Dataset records
>>>
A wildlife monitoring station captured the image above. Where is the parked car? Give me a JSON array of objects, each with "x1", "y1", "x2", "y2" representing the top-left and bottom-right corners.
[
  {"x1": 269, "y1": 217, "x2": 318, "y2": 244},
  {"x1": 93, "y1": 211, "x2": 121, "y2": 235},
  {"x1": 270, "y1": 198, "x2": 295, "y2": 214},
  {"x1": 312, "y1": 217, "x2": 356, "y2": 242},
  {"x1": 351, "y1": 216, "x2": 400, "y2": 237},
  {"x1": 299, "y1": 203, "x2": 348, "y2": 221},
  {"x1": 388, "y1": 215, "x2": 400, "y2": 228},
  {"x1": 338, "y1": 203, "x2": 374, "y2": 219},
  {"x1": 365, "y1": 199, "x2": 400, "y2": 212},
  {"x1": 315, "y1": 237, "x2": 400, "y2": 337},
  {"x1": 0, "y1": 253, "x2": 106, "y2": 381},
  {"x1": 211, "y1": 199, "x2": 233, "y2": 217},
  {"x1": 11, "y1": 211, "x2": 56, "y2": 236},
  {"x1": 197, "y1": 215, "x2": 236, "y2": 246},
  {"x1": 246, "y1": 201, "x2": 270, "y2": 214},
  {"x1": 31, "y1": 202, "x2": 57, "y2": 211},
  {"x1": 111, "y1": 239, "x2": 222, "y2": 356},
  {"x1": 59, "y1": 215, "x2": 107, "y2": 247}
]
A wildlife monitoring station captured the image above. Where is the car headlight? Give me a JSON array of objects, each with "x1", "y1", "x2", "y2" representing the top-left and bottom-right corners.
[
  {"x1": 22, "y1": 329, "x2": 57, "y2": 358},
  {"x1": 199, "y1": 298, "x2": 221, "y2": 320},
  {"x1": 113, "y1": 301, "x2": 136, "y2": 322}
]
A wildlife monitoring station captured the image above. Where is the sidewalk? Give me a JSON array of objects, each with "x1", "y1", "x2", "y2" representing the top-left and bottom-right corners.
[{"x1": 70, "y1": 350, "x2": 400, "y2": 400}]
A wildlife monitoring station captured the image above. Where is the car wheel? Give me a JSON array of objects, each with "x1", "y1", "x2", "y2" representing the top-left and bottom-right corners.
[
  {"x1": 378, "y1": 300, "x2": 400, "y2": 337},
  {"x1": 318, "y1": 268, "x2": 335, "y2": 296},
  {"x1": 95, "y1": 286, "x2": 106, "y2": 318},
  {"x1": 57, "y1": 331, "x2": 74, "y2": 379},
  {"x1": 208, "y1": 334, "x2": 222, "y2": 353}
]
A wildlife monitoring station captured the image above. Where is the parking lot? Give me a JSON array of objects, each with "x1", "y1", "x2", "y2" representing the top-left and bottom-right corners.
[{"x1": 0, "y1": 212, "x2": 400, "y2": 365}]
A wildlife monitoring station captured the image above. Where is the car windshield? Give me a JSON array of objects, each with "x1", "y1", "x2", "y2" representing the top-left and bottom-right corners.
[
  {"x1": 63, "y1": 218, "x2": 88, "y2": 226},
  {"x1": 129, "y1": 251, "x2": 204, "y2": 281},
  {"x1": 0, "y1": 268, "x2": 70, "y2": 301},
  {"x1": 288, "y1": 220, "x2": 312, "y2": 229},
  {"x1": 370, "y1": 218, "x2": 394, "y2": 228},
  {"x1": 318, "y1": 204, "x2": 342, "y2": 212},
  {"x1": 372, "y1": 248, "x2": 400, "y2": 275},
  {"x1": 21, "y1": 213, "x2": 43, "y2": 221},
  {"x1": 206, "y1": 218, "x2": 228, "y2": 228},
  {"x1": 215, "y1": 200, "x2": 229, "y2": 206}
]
<<<
REQUIREMENT -
Edit the records above so that every occurrence of "wildlife monitoring station" becomes "traffic camera". Leave all other text unchanged.

EXERCISE ANSWER -
A traffic camera captured the image above. Where is the parked car? Give me a JSON array of objects, each with "x1", "y1", "x2", "y2" representing the top-left and bottom-right corners.
[
  {"x1": 269, "y1": 217, "x2": 318, "y2": 244},
  {"x1": 93, "y1": 211, "x2": 121, "y2": 235},
  {"x1": 270, "y1": 198, "x2": 295, "y2": 214},
  {"x1": 312, "y1": 217, "x2": 356, "y2": 242},
  {"x1": 351, "y1": 216, "x2": 400, "y2": 237},
  {"x1": 299, "y1": 203, "x2": 348, "y2": 221},
  {"x1": 388, "y1": 215, "x2": 400, "y2": 228},
  {"x1": 338, "y1": 203, "x2": 374, "y2": 219},
  {"x1": 365, "y1": 199, "x2": 400, "y2": 212},
  {"x1": 315, "y1": 237, "x2": 400, "y2": 337},
  {"x1": 0, "y1": 253, "x2": 106, "y2": 381},
  {"x1": 211, "y1": 199, "x2": 233, "y2": 217},
  {"x1": 11, "y1": 211, "x2": 56, "y2": 236},
  {"x1": 197, "y1": 215, "x2": 236, "y2": 246},
  {"x1": 246, "y1": 201, "x2": 270, "y2": 214},
  {"x1": 31, "y1": 202, "x2": 57, "y2": 211},
  {"x1": 111, "y1": 239, "x2": 222, "y2": 356},
  {"x1": 59, "y1": 215, "x2": 107, "y2": 247}
]
A traffic camera captured the image above. Where is the car headlight? Give me a JSON array of objects, each with "x1", "y1", "x2", "y2" representing the top-left and bottom-right corners.
[
  {"x1": 22, "y1": 329, "x2": 57, "y2": 358},
  {"x1": 199, "y1": 298, "x2": 221, "y2": 320},
  {"x1": 113, "y1": 301, "x2": 136, "y2": 322}
]
A traffic camera captured the image above. Where is the sidewalk? Give me a JSON array of objects, each with "x1", "y1", "x2", "y2" representing the top-left and bottom-right corners.
[{"x1": 70, "y1": 350, "x2": 400, "y2": 400}]
A traffic camera captured the image above. Where is the car wheel? Give me a JSON array of objects, each with "x1", "y1", "x2", "y2" representing the top-left and bottom-right corners.
[
  {"x1": 378, "y1": 300, "x2": 400, "y2": 337},
  {"x1": 318, "y1": 268, "x2": 335, "y2": 296},
  {"x1": 95, "y1": 286, "x2": 106, "y2": 318},
  {"x1": 57, "y1": 331, "x2": 74, "y2": 379},
  {"x1": 208, "y1": 334, "x2": 222, "y2": 353}
]
A traffic camera captured the image above. Where is the parking lot? Give me a JSON array of objects, each with "x1", "y1", "x2", "y2" representing the top-left and bottom-right corners.
[{"x1": 0, "y1": 212, "x2": 400, "y2": 365}]
A traffic camera captured the image above. Where is the car windshield? Give me a JSON array of objects, each with "x1", "y1", "x2", "y2" representing the top-left and bottom-right corners.
[
  {"x1": 63, "y1": 218, "x2": 88, "y2": 226},
  {"x1": 129, "y1": 251, "x2": 204, "y2": 281},
  {"x1": 0, "y1": 268, "x2": 70, "y2": 301},
  {"x1": 288, "y1": 220, "x2": 312, "y2": 229},
  {"x1": 370, "y1": 218, "x2": 394, "y2": 228},
  {"x1": 318, "y1": 204, "x2": 342, "y2": 212},
  {"x1": 372, "y1": 248, "x2": 400, "y2": 275},
  {"x1": 21, "y1": 213, "x2": 43, "y2": 221},
  {"x1": 206, "y1": 218, "x2": 228, "y2": 228},
  {"x1": 215, "y1": 200, "x2": 229, "y2": 206}
]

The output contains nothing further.